[WHAT IS EXPECTED] Say how many lines in the records contain the string "floor", giving the number by itself.

*** Opening of ENTRIES SUPPLIED ***

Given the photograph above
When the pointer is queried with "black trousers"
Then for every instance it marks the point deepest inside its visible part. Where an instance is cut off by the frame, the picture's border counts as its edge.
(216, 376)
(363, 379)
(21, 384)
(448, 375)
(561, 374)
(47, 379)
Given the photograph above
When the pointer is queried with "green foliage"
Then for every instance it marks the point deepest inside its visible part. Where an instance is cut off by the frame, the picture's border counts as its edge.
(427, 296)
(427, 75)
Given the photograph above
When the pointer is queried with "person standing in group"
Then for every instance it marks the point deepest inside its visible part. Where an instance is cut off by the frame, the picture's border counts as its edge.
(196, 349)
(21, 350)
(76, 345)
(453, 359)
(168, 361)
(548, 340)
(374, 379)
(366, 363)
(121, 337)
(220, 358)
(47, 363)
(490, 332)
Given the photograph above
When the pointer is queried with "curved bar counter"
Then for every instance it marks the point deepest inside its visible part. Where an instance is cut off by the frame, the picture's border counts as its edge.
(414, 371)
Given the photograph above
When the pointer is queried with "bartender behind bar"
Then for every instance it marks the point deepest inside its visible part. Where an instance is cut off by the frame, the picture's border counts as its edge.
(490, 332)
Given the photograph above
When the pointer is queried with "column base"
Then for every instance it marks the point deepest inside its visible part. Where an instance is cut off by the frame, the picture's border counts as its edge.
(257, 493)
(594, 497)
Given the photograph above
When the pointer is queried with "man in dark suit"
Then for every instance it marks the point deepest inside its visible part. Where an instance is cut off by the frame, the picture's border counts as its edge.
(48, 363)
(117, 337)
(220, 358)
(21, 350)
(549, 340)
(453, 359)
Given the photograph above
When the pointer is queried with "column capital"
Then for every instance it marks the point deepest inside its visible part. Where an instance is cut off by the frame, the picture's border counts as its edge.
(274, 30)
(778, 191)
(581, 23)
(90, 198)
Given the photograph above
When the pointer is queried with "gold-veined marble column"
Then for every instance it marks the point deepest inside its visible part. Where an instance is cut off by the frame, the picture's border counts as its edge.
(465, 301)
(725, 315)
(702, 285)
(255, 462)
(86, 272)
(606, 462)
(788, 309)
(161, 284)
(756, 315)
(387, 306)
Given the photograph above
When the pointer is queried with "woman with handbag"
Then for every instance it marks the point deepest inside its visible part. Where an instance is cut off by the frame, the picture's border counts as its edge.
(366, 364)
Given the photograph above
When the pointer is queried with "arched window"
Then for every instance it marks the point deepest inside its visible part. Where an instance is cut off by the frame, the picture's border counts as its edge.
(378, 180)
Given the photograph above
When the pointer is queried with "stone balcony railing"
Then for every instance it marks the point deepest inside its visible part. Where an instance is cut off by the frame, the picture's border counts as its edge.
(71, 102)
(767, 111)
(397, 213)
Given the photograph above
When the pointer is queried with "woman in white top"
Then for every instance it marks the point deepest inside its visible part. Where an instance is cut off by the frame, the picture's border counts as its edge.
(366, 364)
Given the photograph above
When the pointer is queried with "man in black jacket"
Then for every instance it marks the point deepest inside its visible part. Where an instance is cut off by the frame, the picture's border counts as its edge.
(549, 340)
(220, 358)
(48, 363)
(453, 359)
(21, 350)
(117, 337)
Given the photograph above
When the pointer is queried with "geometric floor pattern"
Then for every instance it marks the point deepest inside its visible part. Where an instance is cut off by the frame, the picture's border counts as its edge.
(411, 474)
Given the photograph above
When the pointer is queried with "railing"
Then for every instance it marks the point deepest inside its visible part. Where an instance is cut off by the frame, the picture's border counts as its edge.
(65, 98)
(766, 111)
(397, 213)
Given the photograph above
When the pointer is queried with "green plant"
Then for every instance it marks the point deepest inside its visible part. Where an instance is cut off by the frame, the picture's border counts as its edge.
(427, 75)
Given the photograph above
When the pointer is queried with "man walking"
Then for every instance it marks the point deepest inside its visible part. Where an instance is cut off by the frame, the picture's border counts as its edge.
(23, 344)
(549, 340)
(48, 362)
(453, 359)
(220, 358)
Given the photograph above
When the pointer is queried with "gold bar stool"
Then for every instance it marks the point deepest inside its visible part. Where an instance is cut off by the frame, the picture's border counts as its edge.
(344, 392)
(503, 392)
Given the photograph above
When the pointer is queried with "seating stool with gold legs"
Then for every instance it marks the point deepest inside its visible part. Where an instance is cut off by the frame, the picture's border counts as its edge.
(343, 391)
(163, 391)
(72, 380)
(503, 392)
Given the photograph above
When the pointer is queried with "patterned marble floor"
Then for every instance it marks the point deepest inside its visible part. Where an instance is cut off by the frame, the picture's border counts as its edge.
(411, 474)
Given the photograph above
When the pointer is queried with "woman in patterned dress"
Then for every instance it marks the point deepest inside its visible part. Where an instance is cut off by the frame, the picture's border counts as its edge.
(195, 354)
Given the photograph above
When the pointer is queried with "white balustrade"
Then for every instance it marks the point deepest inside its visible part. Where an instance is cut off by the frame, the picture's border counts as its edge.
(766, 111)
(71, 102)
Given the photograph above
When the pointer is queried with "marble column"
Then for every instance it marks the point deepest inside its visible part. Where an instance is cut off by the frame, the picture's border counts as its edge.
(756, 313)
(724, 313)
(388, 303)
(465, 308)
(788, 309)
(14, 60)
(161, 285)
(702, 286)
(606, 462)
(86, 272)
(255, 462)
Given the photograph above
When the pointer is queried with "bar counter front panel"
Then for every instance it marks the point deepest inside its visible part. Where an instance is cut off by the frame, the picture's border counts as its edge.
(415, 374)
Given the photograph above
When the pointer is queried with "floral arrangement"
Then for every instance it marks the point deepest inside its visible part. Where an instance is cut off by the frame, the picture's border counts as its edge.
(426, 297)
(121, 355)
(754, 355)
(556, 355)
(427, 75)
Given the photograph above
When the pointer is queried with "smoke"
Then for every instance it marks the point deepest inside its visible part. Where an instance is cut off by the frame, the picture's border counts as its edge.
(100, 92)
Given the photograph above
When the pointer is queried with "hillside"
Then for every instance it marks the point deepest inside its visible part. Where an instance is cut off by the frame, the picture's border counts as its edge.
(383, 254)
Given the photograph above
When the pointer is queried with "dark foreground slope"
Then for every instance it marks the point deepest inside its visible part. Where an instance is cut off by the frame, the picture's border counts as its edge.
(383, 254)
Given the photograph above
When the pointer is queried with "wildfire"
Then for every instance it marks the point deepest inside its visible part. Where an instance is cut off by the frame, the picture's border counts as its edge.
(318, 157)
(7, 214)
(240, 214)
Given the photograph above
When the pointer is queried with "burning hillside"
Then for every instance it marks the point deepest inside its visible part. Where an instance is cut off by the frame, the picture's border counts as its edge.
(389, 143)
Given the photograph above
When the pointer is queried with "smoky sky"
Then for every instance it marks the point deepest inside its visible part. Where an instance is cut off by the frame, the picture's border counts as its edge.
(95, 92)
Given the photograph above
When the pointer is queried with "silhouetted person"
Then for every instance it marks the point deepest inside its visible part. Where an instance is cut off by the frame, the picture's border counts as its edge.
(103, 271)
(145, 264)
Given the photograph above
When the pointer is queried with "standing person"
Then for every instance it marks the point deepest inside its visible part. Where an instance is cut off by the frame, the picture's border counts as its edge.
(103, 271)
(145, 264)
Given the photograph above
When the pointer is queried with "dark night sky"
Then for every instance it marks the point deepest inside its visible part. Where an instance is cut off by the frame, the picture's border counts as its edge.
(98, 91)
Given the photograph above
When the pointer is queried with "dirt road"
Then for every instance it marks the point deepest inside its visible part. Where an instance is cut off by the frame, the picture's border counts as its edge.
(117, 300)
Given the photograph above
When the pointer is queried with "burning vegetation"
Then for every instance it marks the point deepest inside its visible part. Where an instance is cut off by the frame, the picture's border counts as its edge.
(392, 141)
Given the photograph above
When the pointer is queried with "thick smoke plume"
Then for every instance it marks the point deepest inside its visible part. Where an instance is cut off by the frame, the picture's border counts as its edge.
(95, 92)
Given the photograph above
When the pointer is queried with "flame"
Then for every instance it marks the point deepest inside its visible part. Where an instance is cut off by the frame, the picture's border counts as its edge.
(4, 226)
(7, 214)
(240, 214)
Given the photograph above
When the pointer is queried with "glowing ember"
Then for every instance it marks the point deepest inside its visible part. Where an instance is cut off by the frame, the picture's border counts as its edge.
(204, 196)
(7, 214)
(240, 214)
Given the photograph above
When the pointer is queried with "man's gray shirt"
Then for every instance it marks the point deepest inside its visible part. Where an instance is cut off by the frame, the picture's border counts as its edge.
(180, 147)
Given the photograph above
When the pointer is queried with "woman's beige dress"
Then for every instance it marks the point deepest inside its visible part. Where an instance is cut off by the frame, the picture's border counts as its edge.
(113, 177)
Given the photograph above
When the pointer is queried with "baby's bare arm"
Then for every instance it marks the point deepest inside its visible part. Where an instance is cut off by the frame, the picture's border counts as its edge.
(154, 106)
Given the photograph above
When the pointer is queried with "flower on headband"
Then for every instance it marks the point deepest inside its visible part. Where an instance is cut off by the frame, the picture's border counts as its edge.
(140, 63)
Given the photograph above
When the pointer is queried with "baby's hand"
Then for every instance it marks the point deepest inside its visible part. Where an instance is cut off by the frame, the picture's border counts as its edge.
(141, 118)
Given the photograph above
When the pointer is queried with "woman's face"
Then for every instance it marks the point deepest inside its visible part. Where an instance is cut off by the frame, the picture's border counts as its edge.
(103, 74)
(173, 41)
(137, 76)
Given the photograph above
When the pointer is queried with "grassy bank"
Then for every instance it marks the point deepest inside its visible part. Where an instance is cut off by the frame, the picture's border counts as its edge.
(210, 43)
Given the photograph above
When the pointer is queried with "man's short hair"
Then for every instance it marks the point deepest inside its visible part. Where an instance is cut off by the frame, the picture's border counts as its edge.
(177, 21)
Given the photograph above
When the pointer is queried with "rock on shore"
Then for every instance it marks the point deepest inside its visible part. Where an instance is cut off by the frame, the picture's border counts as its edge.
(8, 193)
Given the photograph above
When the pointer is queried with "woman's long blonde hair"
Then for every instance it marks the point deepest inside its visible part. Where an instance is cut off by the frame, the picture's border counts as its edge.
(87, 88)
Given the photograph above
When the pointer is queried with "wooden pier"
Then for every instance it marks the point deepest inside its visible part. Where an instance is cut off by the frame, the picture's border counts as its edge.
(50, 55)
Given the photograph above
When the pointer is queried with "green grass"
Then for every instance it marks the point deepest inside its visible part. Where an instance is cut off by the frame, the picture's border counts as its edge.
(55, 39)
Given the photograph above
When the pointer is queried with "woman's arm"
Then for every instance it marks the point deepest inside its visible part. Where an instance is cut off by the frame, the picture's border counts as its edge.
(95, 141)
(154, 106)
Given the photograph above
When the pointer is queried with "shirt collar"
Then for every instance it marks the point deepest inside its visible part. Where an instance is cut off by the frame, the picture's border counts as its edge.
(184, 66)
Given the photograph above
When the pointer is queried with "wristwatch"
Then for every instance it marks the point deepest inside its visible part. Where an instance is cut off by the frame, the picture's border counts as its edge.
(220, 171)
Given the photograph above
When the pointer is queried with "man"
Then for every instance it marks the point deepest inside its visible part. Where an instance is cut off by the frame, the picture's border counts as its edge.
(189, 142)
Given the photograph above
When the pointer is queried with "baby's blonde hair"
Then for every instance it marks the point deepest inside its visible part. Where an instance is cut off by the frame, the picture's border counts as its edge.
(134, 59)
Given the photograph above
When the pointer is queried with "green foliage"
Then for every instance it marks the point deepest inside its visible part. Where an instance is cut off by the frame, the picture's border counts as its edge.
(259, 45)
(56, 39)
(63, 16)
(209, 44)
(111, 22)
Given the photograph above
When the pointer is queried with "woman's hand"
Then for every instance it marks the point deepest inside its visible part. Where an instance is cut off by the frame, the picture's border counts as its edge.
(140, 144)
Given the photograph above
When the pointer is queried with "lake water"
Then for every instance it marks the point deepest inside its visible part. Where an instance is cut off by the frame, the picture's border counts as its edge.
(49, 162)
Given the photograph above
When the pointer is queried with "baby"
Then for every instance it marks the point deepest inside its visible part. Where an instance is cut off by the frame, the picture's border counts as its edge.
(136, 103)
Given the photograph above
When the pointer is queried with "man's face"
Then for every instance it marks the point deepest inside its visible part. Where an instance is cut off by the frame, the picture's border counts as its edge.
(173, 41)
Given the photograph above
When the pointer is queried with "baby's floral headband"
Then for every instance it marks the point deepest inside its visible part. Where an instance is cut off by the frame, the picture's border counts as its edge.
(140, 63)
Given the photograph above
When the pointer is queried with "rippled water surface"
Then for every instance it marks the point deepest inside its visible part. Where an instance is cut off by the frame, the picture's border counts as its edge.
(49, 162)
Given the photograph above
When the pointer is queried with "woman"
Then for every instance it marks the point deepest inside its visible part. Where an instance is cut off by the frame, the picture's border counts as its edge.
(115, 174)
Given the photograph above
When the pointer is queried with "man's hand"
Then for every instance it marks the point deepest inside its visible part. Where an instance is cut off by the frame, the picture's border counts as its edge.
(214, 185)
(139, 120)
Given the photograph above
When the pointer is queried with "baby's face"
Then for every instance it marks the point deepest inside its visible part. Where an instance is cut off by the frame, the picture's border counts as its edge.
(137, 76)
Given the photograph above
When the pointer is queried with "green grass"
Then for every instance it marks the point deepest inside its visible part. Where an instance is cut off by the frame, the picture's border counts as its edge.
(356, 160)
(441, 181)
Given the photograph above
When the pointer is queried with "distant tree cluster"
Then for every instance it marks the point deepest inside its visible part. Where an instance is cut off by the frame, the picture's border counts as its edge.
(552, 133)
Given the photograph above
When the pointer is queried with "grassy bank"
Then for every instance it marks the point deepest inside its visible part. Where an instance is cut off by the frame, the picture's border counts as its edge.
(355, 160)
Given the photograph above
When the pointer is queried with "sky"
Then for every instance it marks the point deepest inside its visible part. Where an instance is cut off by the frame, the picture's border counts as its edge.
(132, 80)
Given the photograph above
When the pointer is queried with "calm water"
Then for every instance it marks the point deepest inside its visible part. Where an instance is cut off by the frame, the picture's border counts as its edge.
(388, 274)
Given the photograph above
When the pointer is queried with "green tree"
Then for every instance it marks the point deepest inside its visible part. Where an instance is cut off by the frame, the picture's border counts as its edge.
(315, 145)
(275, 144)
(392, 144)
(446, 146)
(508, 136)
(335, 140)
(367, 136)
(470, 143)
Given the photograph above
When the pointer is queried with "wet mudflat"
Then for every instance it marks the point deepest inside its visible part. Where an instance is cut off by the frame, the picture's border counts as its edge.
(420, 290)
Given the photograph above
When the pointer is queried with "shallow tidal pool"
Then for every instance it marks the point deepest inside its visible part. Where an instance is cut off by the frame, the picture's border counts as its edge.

*** Close of ENTRIES SUPPLIED ***

[SOLUTION FOR THIS PROBLEM] 2